Text under study
American film producer

Charles Jackson Hite (June 7, 1876 – August 21, 1914) was an American businessman and film producer of the early 20th century, most importantly the president and chief executive officer of the Thanhouser Film Corporation from 1912 to 1914.

== Early life and career ==

Hite was born in Pleasantville, Ohio, having nine brothers and sisters. His father, Joseph Hite, had moved his family to Ohio from Rockingham County, Virginia prior to Charles Hite's birth. He began working in the motion picture business at an early age, working his way up through the ranks of the business, mostly as an administrator. In 1906, he created the "C. J. Hite Moving Picture Company". His business was less than successful. In 1908 he was joined by S. S. Hutchinson, who later saw success with "American Film Manufacturing Company", which was formed in 1910 with Western Film Exchange owner John Freuler. Hite's company name was then changed to "H & H Film Service Company". By this time he had married his wife, Marjorie, with whom he had two daughters.

== Thanhouser Corporation ==

Hite bought stock in American Film Manufacturing, and afterward purchased the Globe, Royal, and Union film companies, forming the Majestic Film Exchange. When he learned that the successful Thanhouser Company might be for sale, he approached Edwin Thanhouser, and he and his partners purchased that company for $250,000 on April 15, 1912, in a transaction arranged by Mutual Film Corporation. Following the purchase, Hite was named president of the Thanhouser Film Corporation.

Under Hite's leadership, the company saw numerous successes in its films. In 1911, Edwin Thanhouser had obtained actress Florence La Badie, who became Thanhouser Corporation's most profitable film star. In 1914, Hite cast La Badie in the serial The Million Dollar Mystery, which became highly successful. By mid-1914, Hite was listed by Photoplay magazine as one of its twelve featured millionaires. During this period, Thanhouser Film Corporation was at its height.

Task requirements
1. According to the text on Charles Jackson Hite, how much did Hite and his partners pay for the Thanhouser Company?
2. Carry on the text on Charles Jackson Hite from the point where it stops.
The rows that come next are not needed for any of this work.

Data

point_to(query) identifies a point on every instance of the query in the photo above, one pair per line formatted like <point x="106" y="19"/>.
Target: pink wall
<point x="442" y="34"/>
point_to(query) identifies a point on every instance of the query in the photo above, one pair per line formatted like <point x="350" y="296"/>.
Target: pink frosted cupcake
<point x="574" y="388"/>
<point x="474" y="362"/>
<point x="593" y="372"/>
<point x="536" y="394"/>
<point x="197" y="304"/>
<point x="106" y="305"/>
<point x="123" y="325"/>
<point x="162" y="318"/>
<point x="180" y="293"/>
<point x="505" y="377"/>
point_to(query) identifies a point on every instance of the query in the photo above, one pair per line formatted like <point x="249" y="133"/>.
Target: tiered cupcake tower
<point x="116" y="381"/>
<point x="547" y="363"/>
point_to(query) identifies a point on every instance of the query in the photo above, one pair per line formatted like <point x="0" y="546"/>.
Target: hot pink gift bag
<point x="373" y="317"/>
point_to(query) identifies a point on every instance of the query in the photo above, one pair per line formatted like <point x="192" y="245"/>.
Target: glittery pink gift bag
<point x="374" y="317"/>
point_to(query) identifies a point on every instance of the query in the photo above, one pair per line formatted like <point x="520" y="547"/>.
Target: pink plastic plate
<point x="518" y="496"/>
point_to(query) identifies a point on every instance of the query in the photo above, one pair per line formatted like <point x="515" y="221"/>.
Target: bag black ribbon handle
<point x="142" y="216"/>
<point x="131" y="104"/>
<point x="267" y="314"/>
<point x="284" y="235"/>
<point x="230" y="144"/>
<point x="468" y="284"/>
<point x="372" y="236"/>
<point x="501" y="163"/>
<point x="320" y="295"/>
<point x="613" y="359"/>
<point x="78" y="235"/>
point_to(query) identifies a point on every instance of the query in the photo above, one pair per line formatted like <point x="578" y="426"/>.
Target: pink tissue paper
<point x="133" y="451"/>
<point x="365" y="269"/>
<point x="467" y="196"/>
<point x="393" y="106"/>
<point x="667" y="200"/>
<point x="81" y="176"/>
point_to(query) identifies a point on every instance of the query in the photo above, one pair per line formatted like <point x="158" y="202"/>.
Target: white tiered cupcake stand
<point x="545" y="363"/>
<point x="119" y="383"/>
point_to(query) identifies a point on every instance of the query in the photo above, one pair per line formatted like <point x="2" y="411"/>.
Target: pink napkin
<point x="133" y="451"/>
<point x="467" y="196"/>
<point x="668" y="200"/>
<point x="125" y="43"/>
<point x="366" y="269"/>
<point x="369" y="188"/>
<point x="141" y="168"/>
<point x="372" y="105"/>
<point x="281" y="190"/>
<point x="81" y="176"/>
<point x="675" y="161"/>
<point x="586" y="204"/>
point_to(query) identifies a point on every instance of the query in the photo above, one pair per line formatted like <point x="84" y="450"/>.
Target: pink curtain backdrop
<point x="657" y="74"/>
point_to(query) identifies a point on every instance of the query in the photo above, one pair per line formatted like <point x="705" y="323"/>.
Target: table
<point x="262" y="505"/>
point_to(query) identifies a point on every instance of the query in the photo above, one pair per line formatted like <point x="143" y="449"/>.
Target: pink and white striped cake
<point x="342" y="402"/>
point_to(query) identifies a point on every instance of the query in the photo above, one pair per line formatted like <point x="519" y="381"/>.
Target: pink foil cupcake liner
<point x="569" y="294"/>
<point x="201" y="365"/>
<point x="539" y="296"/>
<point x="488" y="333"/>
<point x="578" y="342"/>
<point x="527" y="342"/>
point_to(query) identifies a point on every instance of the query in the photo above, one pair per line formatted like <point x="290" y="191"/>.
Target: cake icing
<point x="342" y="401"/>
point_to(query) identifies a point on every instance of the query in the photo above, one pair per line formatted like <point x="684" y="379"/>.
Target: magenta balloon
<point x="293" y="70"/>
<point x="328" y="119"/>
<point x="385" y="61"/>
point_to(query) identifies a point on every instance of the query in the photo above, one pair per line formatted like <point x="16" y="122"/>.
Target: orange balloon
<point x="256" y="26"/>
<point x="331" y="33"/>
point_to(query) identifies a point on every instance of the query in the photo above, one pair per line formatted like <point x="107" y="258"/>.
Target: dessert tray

Results
1. $250,000.

2.
== Death ==
On August 21, 1914, Hite was on the way to his home in New Rochelle, New York and was crossing the viaduct at 155th Street in Manhattan when his vehicle, for reasons unknown, skidded off the roadway and onto the sidewalk, tore through an iron railing and plunged fifty feet before landing atop a wooden fence. A police officer was standing nearby, and witnessed the crash, running immediately to the scene. The viaduct was located beside the "Central Casino", which was that night hosting a dance. Hearing the accident, several people rushed outside. It took them fifteen minutes to pull Hite from underneath the motor of the vehicle.

Hite was transported to Harlem Hospital, where he regained consciousness, and requested that his wife be notified. He had suffered a fractured skull, a compound fracture to his jaw, and three broken ribs. He died that same night. He was originally buried in Beechwoods Cemetery in New Rochelle, however at the request of his widow his remains were moved to Oakwood Cemetery in Chicago, Illinois, less than a year after his death.